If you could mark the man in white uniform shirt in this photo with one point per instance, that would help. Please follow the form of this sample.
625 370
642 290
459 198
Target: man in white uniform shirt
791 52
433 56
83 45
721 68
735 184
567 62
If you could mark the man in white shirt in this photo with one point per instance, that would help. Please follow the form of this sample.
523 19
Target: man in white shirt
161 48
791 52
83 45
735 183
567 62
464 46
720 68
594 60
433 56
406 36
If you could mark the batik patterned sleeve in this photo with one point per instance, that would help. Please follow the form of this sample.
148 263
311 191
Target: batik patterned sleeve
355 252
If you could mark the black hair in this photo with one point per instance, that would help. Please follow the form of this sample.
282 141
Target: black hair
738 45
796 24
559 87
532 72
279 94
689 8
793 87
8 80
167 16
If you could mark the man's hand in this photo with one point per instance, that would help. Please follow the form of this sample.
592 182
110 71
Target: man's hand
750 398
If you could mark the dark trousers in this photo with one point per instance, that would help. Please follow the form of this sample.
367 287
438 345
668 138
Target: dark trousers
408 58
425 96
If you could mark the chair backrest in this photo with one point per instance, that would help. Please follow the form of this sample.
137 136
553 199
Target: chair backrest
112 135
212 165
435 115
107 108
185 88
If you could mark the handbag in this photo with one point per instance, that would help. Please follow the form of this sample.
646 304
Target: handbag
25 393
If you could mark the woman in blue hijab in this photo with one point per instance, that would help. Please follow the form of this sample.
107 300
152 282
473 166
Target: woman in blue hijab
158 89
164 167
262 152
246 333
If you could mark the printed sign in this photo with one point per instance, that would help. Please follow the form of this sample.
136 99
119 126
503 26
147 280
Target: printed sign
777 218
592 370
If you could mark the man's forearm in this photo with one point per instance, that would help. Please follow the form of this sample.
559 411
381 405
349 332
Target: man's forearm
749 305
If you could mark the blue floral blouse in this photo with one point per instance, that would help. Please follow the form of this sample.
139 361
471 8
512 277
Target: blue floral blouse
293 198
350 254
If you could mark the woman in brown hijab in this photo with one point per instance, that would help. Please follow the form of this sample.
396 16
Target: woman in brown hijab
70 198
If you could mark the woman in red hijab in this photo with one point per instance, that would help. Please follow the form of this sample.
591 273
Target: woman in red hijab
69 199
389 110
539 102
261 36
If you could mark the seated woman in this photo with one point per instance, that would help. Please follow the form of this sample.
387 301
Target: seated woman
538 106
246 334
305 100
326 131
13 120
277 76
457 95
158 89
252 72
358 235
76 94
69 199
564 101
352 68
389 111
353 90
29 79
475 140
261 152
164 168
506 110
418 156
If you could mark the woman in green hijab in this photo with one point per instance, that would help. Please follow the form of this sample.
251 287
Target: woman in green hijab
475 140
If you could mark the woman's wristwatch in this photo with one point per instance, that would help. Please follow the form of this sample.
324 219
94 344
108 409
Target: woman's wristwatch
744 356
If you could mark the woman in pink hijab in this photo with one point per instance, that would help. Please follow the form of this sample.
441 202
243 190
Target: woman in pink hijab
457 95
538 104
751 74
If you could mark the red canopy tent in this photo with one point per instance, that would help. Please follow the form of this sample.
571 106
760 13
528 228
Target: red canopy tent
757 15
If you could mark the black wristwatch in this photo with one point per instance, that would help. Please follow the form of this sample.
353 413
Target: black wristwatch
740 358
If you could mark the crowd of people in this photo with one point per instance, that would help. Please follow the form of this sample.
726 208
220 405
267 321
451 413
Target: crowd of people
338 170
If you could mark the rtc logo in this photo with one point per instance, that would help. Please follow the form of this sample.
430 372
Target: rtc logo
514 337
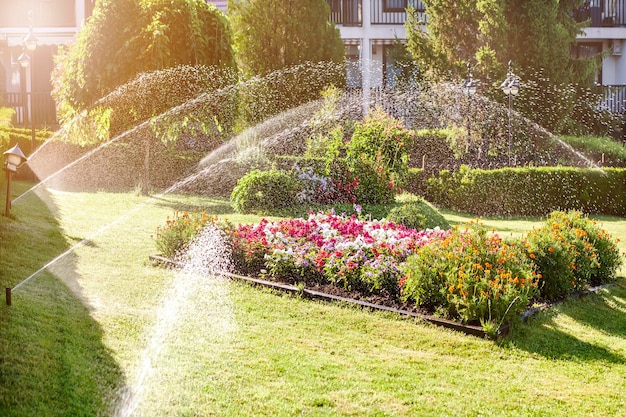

──────────────────────────────

» SHORT EXERCISE: Rewrite all of the data above, changing every "one point per instance" to "a single point per instance" and keeping everything else the same. Omit the pictures from your answer.

» WRITTEN ANSWER:
If you could mark the man in white uniform shirt in this photo with a single point per instance, that would help. Please follow the form of this sample.
625 370
642 290
459 198
Target: man in white uniform shirt
791 52
433 56
83 45
721 68
735 184
567 62
If you could mark the man in white shirt in this photo with a single point per instance, that would help. Please follow the form of this sample.
523 19
Target: man in white shirt
161 48
791 52
83 45
735 183
567 62
464 46
720 68
594 60
433 56
406 36
If you could mark the batik patterned sleeve in this photo with a single point per instance, that would help. Please follow the form of this sample.
148 263
311 191
Target: batik patterned sleeve
355 252
If you could mark the black hair in this photo with a single point per instance, that would help. Please follow the form of this sample.
282 141
Target: black hair
738 45
796 24
559 87
532 72
279 94
689 8
793 87
8 80
167 16
If you could mark the man's hand in this photo with a single point per instance, that would help. Please follow the form of this sample.
592 182
110 71
Target: man's hand
750 398
If you could mark the dark trousers in this photo with a single point per instance, that would help. Please follow the form of this sample.
367 287
438 345
668 138
Target: dark trousers
408 58
425 96
If you could mark the chair backrest in this photo with a single point per instance, that would help. Please follow the form of this sample.
137 136
553 199
Target: chair backrest
112 135
212 165
435 115
107 108
185 88
If you could mark the handbag in this photo with a single point per instance, that would help. Please follow the form of this sample.
646 304
Target: handbag
25 393
If you could mark the woman in blue hijab in this photo with a single point per instance, that would help. Please follow the form of this sample.
107 300
152 282
473 166
Target: woman in blue hijab
158 89
164 167
262 152
246 333
If you could mark the printed sign in this photo with a single point per instance, that would help. Please follow the form of this sample.
136 99
119 126
503 26
147 280
Target: printed sign
777 218
592 370
If you could mark the man's forearm in this photo with a single point per instance, that would help. Please follow the form of this sample.
559 411
381 405
349 332
Target: man's forearm
749 305
If you could mark the blue floral blouse in this photo with a single point per instance, that would help. Please follow the form of this sample.
139 361
471 8
512 277
Target: blue floral blouse
293 198
350 254
If you could mark the woman in brown hijab in this photo with a single point per instance, that would help. Please follow the form of this sample.
396 16
Target: woman in brown hijab
70 198
If you could mark the woman in red hijab in this photo with a single point per instance, that would help. Please follow the form of this sample.
591 273
Target: woman in red hijab
69 199
389 110
539 102
261 36
If you could mark the seated woman in this photo with a single point per instance, that would help. Please follow the form of this sample.
387 301
Target: seated woman
538 106
246 334
305 100
326 131
13 120
277 76
457 95
158 89
252 72
358 235
76 94
69 199
564 101
352 68
389 111
353 90
29 79
475 140
261 152
164 168
506 110
418 156
If you could mark the woman in green hijab in this photo with a single point per instance, that would help. Please follow the form of this sample.
251 287
Target: woman in green hijab
475 140
If you could mark the woman's wristwatch in this photo with a single point per instance, that would help. Please follow the form of this sample.
324 219
94 344
108 409
Target: woman's wristwatch
744 356
If you could mark the woman in pink hijab in this photo with a single point per instance, that would help. Please follow the form of this sample.
441 202
243 190
Target: woman in pink hijab
457 95
538 104
751 74
If you could mark the red canopy tent in this photo with a single point per instance, that would help. Please follow the form of this sample.
571 106
760 13
528 228
Target: red canopy tent
757 15
If you could mark the black wristwatch in this photo with a single point per instance, that would help. Please follow the form of this sample.
353 413
Target: black wristwatch
740 358
If you could mark the crowd of people in this photo with a single point per instance, that would help. Please follow the form of this sample.
726 208
220 405
267 321
451 413
Target: crowd of people
338 170
If you could mark the rtc logo in this photo with a single point per instance, that would help. Please follow the form of this sample.
430 372
Target: rtc logo
514 337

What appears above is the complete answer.